(Collected data)
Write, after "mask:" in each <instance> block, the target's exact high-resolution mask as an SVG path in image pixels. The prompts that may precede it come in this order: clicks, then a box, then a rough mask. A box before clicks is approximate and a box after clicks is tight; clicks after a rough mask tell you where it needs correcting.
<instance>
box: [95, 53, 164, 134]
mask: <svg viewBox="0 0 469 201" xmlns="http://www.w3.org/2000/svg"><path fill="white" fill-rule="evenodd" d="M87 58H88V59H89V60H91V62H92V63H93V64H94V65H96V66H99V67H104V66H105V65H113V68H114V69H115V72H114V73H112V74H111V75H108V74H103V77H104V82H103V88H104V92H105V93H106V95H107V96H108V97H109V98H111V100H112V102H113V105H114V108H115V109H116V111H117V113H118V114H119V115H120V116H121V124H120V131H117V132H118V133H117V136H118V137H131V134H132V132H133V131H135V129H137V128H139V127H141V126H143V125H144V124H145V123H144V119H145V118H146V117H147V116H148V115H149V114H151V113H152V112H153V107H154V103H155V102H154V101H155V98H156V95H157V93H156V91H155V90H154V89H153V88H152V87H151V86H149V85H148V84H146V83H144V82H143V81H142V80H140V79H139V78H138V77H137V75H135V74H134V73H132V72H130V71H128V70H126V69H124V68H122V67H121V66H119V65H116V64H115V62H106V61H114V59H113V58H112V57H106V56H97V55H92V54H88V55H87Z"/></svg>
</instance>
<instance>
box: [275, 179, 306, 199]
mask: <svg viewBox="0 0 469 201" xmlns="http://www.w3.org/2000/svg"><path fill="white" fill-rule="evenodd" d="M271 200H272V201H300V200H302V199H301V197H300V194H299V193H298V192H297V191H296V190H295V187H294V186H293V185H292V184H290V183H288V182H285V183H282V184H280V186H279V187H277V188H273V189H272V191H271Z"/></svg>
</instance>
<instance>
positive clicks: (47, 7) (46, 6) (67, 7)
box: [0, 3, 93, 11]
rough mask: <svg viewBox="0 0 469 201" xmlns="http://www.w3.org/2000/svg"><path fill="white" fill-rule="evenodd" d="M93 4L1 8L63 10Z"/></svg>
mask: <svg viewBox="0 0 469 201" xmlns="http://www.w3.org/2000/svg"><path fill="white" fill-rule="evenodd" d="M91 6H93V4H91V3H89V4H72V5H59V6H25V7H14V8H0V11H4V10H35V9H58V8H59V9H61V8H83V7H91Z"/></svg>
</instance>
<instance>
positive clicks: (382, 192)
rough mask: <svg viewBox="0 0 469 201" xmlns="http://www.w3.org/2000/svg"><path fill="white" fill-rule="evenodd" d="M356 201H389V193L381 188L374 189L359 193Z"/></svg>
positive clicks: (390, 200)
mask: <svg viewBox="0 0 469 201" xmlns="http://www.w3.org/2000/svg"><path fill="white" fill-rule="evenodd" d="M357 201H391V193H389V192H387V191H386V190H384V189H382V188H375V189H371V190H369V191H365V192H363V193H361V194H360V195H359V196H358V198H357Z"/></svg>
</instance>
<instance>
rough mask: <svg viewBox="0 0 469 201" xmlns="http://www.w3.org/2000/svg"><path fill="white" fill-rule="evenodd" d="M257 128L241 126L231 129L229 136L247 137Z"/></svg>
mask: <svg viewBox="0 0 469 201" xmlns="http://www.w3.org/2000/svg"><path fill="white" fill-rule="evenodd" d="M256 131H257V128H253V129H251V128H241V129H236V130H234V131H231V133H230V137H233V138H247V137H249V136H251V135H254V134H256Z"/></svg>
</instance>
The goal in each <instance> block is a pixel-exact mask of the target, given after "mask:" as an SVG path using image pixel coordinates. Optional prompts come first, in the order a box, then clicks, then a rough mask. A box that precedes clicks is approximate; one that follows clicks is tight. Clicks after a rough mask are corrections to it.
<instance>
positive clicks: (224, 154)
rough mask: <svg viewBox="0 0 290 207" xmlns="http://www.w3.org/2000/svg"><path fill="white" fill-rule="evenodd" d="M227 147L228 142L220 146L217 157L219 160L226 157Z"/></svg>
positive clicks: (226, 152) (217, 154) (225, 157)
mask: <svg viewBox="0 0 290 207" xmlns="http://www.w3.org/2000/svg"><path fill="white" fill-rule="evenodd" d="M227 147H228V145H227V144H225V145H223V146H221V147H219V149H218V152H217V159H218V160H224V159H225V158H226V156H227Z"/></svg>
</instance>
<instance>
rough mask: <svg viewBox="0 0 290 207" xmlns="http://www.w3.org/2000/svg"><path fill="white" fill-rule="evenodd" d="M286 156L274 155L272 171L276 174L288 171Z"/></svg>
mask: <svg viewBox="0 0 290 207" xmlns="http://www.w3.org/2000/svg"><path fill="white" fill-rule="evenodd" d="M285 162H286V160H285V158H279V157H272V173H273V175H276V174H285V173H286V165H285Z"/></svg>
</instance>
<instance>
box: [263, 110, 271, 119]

EXERCISE DESCRIPTION -
Copy out the entries exactly. Begin at the first line and end with the line that has "box: [0, 3, 93, 11]".

EXPECTED ANSWER -
Write, after "mask:" in each <instance> block, the target's exact high-resolution mask as an SVG path in image pixels. The prompts that may precede it come in this order: clicks, then a box, then a rough mask. A box before clicks is approximate and a box after clicks is tight; clicks after a rough mask tell you where it needs correcting.
<instance>
box: [95, 53, 164, 134]
mask: <svg viewBox="0 0 469 201" xmlns="http://www.w3.org/2000/svg"><path fill="white" fill-rule="evenodd" d="M87 58H88V59H89V60H91V62H92V63H93V64H94V65H96V66H99V67H104V66H105V65H113V68H114V69H115V72H114V73H112V74H111V75H108V74H103V77H104V82H103V88H104V92H105V93H106V95H107V96H108V97H109V98H111V100H112V102H113V105H114V108H115V109H116V111H117V113H118V114H119V115H120V116H121V124H120V131H117V132H118V133H117V136H118V137H131V134H132V132H133V131H135V129H137V128H139V127H141V126H143V125H144V124H145V123H144V119H145V118H146V117H147V116H148V115H149V114H151V113H152V112H153V107H154V103H155V102H154V101H155V98H156V95H157V93H156V91H155V90H154V89H153V88H152V87H151V86H149V85H148V84H146V83H144V82H143V81H142V80H140V79H139V78H138V77H137V75H135V74H134V73H132V72H130V71H128V70H126V69H124V68H122V67H121V66H119V65H116V64H115V62H106V61H114V59H113V58H112V57H106V56H97V55H92V54H88V55H87Z"/></svg>
</instance>
<instance>
box: [275, 179, 306, 199]
mask: <svg viewBox="0 0 469 201" xmlns="http://www.w3.org/2000/svg"><path fill="white" fill-rule="evenodd" d="M271 200H272V201H300V200H302V199H301V197H300V194H299V193H298V192H297V191H296V190H295V187H294V186H293V185H292V184H290V183H288V182H285V183H282V184H280V186H279V187H277V188H273V189H272V191H271Z"/></svg>
</instance>
<instance>
positive clicks: (47, 7) (46, 6) (67, 7)
box: [0, 3, 93, 11]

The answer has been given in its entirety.